-- Opening Marker --

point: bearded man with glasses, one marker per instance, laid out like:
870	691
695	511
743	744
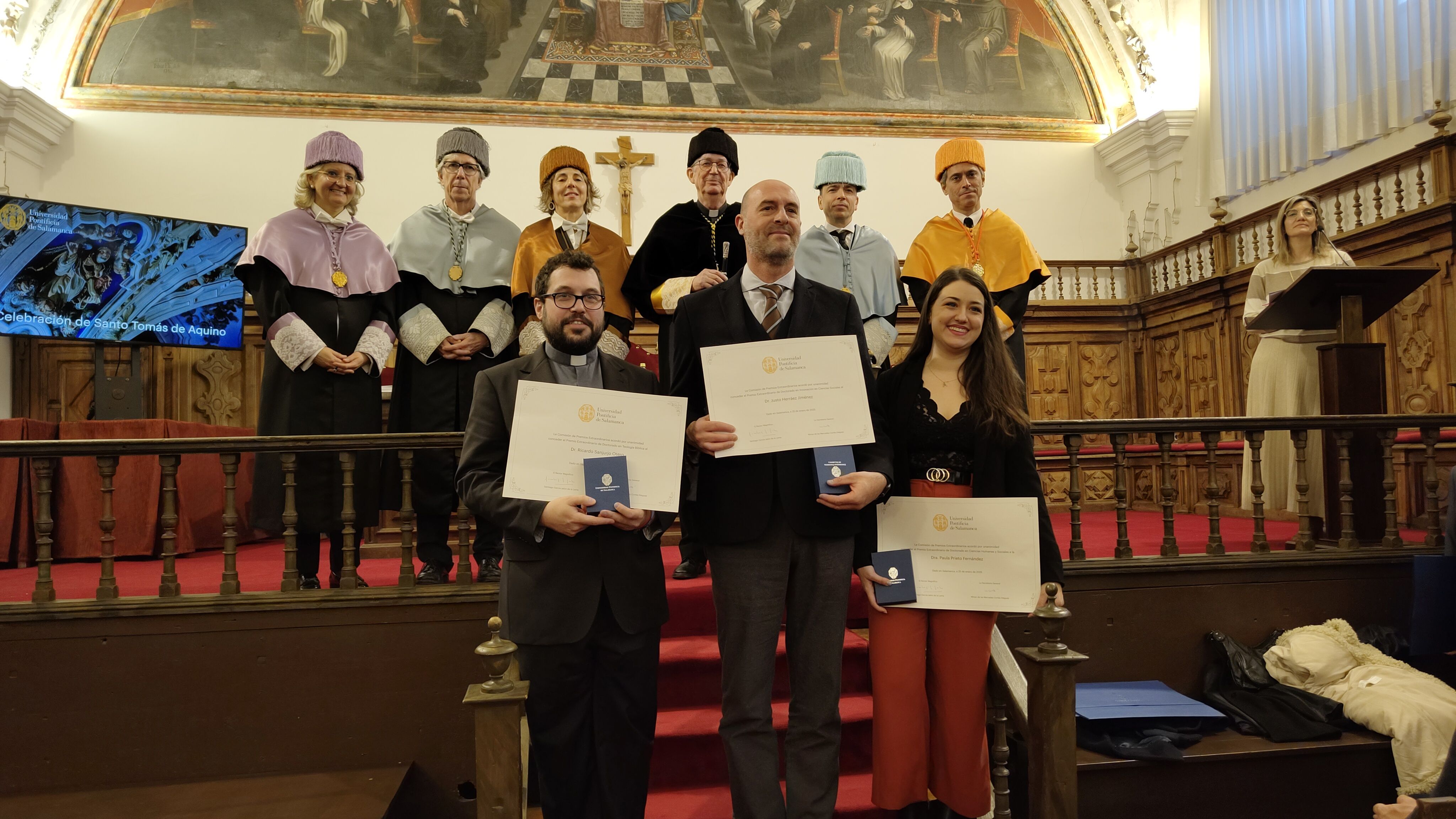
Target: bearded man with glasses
583	595
455	260
694	245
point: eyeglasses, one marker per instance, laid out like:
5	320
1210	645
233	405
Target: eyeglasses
458	167
568	301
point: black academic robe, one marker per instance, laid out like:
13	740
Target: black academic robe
316	403
436	397
682	244
797	70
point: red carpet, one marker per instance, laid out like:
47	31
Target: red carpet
689	769
260	566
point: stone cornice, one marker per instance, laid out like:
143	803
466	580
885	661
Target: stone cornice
30	126
1146	145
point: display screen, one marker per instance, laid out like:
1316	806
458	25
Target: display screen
92	274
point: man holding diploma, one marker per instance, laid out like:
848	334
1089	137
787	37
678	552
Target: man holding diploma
582	595
774	541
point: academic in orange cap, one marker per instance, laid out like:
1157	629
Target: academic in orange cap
976	237
568	196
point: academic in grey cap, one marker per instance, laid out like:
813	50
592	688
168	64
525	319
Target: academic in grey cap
841	167
465	140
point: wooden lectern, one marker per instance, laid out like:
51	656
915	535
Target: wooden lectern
1352	374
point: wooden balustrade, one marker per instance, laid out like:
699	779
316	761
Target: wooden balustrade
1202	462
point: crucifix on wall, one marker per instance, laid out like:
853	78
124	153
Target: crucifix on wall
625	161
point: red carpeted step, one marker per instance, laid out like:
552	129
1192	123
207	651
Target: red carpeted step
689	753
714	803
691	674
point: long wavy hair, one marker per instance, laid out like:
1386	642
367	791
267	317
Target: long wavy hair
995	391
1321	245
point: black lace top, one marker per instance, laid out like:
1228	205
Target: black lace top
938	442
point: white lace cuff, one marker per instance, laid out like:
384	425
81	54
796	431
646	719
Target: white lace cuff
614	344
880	337
532	337
497	323
421	333
376	343
295	342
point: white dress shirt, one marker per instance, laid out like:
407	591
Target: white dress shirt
576	231
759	299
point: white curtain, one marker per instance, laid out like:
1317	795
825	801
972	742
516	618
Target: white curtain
1299	81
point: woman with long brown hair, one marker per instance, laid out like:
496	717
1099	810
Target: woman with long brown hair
959	422
1285	372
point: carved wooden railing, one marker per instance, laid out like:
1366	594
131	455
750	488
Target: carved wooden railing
1033	693
1171	435
43	457
1212	433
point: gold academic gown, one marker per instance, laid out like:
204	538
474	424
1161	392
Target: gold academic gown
541	242
1008	263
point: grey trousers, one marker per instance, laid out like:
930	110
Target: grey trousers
753	587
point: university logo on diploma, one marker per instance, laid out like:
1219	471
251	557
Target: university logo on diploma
558	429
790	394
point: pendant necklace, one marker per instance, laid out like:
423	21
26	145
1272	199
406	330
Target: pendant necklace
336	237
458	248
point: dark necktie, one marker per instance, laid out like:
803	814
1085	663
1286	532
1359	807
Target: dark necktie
772	317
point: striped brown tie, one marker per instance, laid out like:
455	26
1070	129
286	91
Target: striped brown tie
772	317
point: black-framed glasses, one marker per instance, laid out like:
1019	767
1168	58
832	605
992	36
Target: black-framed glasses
456	167
568	301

-- Closing Marker --

▸ Exercise directions: For this step, transcribe all the material above exactly and drop the images.

▸ Answer for the task:
point: bearded man with glasses, one marker per instance, laid out like:
870	691
695	511
743	744
Target: bearded man with glasses
583	595
455	260
694	245
point: eyeglasses, one marker per instance, laid out like:
5	320
1210	645
233	405
Target: eyeglasses
458	167
568	301
point: black academic robe, one marker per instance, laid out like:
13	740
Target: black academic robe
316	403
436	397
682	244
797	70
point: red carpet, one marker per instance, laid out like:
47	31
Target: red carpet
689	769
260	566
point: stone cornice, one marker per instance, laid out like:
143	803
466	580
885	661
Target: stone cornice
30	126
1146	145
point: display screen, one marker per instance, laid out like:
1316	806
458	25
Target: display screen
92	274
point: man holding diploma, one marker per instance, laid out like:
848	334
1089	137
787	37
678	552
Target: man holding diploma
582	595
774	541
point: academic in orange cap, one marker per instance, laid out like:
1157	629
Target: academic in orange cap
976	237
568	196
point: academic in grey cap, one marker per instance, laid out like:
813	50
592	688
168	64
525	319
Target: academic in grey cap
841	167
465	140
point: wooden lectern, one marker per instance, laid out like:
51	656
915	535
Target: wooden lectern
1352	374
point: wooden balustrade, one marker per instance, laid out like:
699	779
316	761
Target: wooden balustrade
1202	462
point: crucifix on wall, one marker per instance, laid out like:
853	78
124	153
Target: crucifix on wall
625	161
point: red carpeted step, one marker per instance, laid out like:
552	129
1192	123
207	651
Target: red carpeted step
689	753
714	803
691	674
point: long wavy hair, one marker per instance, laid out like:
1386	642
367	791
267	317
Target: long wavy hair
995	391
1321	245
point: black lace top, one marker per instance, laid out like:
1228	205
Target: black lace top
938	442
point: white lace cuff, one marker per instance, laid out like:
384	425
81	54
796	431
646	719
Target: white lace cuff
614	344
880	337
532	337
497	323
421	333
376	343
295	342
point: white dress shirt, one marker per instance, laid out like:
407	591
Target: white dress shirt
576	231
759	299
point: white curtain, one marker per instance, laid out like:
1317	795
825	801
972	742
516	618
Target: white curtain
1299	81
point: woman with long brown hair, one marker per instance, laid out like:
496	717
1099	810
Target: woman with long brown hair
959	422
1285	372
point: carved wooden railing, one marker per instance, laid out like:
1366	594
131	455
750	488
Target: carved wooden railing
1033	693
1171	435
43	457
1212	433
point: gold academic gown, one marker per instance, laid out like:
204	538
474	424
1161	392
Target: gold academic gown
541	242
1008	263
point: grey trousers, one marker per instance, laid out like:
930	110
Target: grey trousers
753	587
point: university logo on diploma, one marker per instance, laid out like:
1219	471
251	557
Target: university logo on diploma
558	429
790	394
point: pendant necklace, one marker per instance, laid out like:
423	21
26	145
1272	199
406	330
Target: pendant necklace
336	237
458	248
point: dark necktie, one marker per instance, laid out like:
803	814
1085	663
1286	532
1359	807
Target: dark necktie
772	317
point: striped brown tie, one marker per instance, laid out like:
455	26
1070	129
286	91
Target: striped brown tie
772	317
point: black-framed glasses, one marker per instance, laid out like:
1019	767
1168	58
832	605
992	36
Target: black-framed glasses
456	167
568	301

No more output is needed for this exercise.